EXCERPT TO READ:
The Vegetable Garden of the King
Most Beautiful Espalier Fruit Collection on Earth
In France, espalier fruit training ascended into an unparallelled art of both craftmanship and science. The largest and most beautiful collection of espalier trees in the world can be found right next to the Castle of Versailles, in “Le Potager du Roi”. The roots of this collection go back to the 17th century. Since 1921, Le Potager du Roi has the status of Unesco World Heritage.
The garden Le Potager du Roi (translation: “the Kitchen Garden of the King”) was created between 1678 and 1683 by gardener Jean-Baptiste de La Quintinie, on behalf of King Louis XIV (the Sun King). Initially the estate was located in the countryside, but in today’s era Le Potager is completely enclosed by the city of Versailles.
Upon entering the garden of Le Potager you get an impressive view over the vast fields stacked with trained fruit trees. By then you don’t realise you are only overlooking the walled courtyard (“Le Grand Carré”). Because behind the towering walls you see, the garden continues much further. Every time you look around the corner of a wall you will again be amazed seeing hundreds of espalier fruit trees that you see (and did not expect).
The Great Square (French: Le Grand Carré)
Le Grand Carré consists of 16 square fields with vegetables. Each square is bordered with espalier trees. The Grand Carré is demarcated with high fruit walls on an elevated terrace. Outside the Grand Carré you’ll find another 29 walled gardens full of old espalier trees in tree shapes you never imagined possible.
Eight Wonder of the World
For sure Le Potager can be regarded as the eighth wonder of the world.
- The garden comprises about 5,000 espalier fruit trees.
- Many fruit trees are over 100 years old.
- Many types of fruit plants are represented.
For example: pear, apple, grape, fig, sweet cherry, sour cherry, bigarreau, peach, apricot, plum, mirabelle.
- The garden counts some 450 varieties of fruit and vegetables. In addition, various cultivar combinations between rootstock and topstock are being tested
- About 68 different espaliers types can still be seen. For example: cords, palmettes, fans, berceaus, 3D art forms. Also in harmonious combinations of espalier trees. Each row of fruit trees has a name tag with cultivar name and rootstock used (a painstaking job in administration!).
An overview of photos of espalier shapes (classified by category) you can discover at Le Potager du Roi:
3D Art Forms
Combinations of Trained Fruit Trees
Other Trained Fruit Forms
Founding Father La Quintinie
Jean-Baptiste La Quintinie was the master gardner who made espalier fruit culture in Le Potager du Roi world-famous. Although initially trained as a lawyer, he developed an interest in gardens and decided to focus on horticulture. He was so successful on this topic that, at a certain time, King Louis XIV appointed him as director for all of the royal gardens in Versailles. With his ‘green fingers’ La Quintinie turned Le Potager into a garden that would impress the world for centuries.

ITEMS:
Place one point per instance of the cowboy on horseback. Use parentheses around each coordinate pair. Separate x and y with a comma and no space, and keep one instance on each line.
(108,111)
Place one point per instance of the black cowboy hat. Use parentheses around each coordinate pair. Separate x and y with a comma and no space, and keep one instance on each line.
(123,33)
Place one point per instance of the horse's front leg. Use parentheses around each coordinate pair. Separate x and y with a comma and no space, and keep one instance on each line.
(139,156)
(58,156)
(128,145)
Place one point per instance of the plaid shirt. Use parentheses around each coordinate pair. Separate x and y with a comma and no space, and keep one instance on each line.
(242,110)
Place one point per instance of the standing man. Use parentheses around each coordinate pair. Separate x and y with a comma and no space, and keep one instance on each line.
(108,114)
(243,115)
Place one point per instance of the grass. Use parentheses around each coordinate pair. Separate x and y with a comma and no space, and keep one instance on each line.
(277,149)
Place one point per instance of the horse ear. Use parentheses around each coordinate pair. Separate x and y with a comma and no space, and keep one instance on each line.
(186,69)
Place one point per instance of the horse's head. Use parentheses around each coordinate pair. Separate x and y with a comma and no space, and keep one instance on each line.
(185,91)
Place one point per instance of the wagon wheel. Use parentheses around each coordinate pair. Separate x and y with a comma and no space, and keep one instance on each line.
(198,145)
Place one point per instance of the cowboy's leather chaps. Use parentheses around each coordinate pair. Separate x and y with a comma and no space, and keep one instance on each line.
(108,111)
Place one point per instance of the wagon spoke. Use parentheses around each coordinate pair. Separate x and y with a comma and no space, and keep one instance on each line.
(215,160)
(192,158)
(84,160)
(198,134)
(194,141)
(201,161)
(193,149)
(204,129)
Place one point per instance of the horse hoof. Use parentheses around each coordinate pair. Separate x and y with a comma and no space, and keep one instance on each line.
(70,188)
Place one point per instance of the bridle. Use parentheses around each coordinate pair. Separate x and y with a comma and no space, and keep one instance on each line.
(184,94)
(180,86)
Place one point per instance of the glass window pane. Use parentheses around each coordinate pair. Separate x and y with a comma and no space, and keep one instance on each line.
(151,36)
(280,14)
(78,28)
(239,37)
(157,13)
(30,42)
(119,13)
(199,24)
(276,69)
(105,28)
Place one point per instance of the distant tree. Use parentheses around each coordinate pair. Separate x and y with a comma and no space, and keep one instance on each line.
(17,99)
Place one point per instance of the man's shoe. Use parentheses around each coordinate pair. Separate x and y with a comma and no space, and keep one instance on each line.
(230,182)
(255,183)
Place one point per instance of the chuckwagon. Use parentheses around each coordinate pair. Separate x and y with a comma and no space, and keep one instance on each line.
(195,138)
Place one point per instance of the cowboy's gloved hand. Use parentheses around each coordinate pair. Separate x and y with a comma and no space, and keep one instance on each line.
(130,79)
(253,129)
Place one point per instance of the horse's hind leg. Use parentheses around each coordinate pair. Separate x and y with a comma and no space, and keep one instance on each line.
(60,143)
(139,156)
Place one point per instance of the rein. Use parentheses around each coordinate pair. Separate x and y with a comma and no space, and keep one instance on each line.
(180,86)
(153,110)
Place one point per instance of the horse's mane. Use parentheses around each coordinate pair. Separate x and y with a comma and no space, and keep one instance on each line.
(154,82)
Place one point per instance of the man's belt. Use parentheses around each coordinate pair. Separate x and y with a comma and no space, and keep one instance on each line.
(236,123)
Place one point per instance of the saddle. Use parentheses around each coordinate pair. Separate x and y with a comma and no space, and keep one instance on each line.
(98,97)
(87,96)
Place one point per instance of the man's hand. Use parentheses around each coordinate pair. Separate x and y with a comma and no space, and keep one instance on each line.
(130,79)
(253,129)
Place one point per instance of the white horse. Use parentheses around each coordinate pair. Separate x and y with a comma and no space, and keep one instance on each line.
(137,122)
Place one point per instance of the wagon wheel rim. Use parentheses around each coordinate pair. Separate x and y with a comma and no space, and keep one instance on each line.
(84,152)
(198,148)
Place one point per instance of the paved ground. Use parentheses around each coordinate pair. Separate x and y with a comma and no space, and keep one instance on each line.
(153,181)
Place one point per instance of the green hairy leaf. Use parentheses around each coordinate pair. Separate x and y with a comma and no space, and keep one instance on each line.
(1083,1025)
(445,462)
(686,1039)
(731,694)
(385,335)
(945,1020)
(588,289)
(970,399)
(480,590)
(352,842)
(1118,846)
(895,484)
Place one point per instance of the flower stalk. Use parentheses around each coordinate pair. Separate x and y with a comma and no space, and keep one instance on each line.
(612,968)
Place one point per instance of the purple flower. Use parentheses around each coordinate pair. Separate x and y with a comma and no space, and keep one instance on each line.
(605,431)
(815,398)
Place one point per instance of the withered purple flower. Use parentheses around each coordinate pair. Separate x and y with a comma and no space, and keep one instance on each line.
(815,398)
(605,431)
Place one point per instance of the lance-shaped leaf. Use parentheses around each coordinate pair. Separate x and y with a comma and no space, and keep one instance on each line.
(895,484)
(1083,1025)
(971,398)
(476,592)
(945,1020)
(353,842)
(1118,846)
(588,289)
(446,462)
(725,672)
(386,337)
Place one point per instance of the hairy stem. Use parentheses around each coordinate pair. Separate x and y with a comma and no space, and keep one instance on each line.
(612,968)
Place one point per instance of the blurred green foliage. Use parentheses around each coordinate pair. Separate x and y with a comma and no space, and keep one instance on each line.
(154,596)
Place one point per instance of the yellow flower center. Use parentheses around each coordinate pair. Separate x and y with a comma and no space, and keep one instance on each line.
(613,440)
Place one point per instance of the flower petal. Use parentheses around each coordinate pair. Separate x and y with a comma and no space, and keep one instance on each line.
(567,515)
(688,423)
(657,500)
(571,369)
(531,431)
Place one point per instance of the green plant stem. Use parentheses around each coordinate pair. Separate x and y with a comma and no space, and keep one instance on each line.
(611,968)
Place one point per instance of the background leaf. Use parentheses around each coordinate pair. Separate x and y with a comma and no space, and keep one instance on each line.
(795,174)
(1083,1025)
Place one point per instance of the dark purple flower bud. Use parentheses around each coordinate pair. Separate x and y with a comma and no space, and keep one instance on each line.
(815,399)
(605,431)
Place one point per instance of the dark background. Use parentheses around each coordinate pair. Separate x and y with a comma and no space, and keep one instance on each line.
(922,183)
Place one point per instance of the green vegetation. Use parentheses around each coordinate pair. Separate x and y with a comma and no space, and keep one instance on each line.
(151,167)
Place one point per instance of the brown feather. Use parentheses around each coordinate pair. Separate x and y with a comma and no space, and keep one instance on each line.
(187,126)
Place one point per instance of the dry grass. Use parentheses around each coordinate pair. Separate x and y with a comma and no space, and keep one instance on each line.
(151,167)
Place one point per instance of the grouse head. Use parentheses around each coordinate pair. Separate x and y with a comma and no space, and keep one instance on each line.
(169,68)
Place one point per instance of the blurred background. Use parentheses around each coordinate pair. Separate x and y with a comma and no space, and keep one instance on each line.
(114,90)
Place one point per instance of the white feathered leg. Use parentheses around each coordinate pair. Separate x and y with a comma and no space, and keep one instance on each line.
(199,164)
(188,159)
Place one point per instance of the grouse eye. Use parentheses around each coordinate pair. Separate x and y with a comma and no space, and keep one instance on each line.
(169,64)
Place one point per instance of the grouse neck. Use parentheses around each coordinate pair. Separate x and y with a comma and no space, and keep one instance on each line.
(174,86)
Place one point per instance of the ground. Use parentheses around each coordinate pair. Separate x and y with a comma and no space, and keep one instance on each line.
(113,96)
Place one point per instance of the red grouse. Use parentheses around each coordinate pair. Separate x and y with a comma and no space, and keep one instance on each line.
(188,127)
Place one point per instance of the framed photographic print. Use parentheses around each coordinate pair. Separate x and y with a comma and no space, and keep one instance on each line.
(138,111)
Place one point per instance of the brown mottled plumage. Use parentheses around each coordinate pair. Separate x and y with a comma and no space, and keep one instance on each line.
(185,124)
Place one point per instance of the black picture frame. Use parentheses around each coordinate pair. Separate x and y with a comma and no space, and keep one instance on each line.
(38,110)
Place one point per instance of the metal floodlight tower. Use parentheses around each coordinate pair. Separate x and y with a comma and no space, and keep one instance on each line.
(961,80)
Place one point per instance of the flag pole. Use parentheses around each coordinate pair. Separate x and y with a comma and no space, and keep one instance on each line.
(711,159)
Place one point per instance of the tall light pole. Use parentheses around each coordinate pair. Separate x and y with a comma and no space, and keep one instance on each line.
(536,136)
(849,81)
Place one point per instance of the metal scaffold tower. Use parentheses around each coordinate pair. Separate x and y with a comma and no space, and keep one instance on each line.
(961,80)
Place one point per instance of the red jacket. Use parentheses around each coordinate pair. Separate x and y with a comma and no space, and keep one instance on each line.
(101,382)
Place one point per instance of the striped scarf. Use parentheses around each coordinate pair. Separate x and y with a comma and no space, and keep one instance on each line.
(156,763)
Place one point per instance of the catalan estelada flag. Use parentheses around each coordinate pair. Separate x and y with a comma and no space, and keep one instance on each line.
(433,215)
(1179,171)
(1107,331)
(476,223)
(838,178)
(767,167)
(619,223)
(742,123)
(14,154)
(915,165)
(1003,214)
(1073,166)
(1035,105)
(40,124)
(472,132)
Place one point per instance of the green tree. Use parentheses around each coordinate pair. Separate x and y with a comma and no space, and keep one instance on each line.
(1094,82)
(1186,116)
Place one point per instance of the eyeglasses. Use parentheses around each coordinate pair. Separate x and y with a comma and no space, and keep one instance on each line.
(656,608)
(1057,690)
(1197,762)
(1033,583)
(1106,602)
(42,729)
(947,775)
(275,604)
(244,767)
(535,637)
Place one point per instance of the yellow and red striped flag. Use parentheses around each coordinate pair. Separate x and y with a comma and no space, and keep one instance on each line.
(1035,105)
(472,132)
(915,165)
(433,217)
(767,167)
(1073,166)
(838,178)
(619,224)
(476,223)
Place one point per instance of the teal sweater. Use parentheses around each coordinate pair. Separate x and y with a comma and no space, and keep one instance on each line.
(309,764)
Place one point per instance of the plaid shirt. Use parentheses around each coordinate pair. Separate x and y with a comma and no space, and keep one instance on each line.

GIVEN REQUEST 1:
In the text on Le Potager du Roi, how many square fields with vegetables make up Le Grand Carré?
GIVEN REQUEST 2:
Rewrite the text on Le Potager du Roi from "Le Grand Carré consists" to "espalier fruit trees.", swapping "square fields" for "square plots".

CORRECT RESULT 1:
16

CORRECT RESULT 2:
Le Grand Carré consists of 16 square plots with vegetables. Each square is bordered with espalier trees. The Grand Carré is demarcated with high fruit walls on an elevated terrace. Outside the Grand Carré you’ll find another 29 walled gardens full of old espalier trees in tree shapes you never imagined possible.
Eight Wonder of the World
For sure Le Potager can be regarded as the eighth wonder of the world.
- The garden comprises about 5,000 espalier fruit trees.